| Records to process |
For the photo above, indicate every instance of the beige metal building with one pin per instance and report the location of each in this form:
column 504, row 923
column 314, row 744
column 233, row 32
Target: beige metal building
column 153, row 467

| Task description |
Restate each record word for word.

| Task output |
For the photo above, indicate every instance of the beige metal building with one pin per instance and report the location of each in this form:
column 504, row 923
column 314, row 744
column 233, row 32
Target: beige metal building
column 153, row 467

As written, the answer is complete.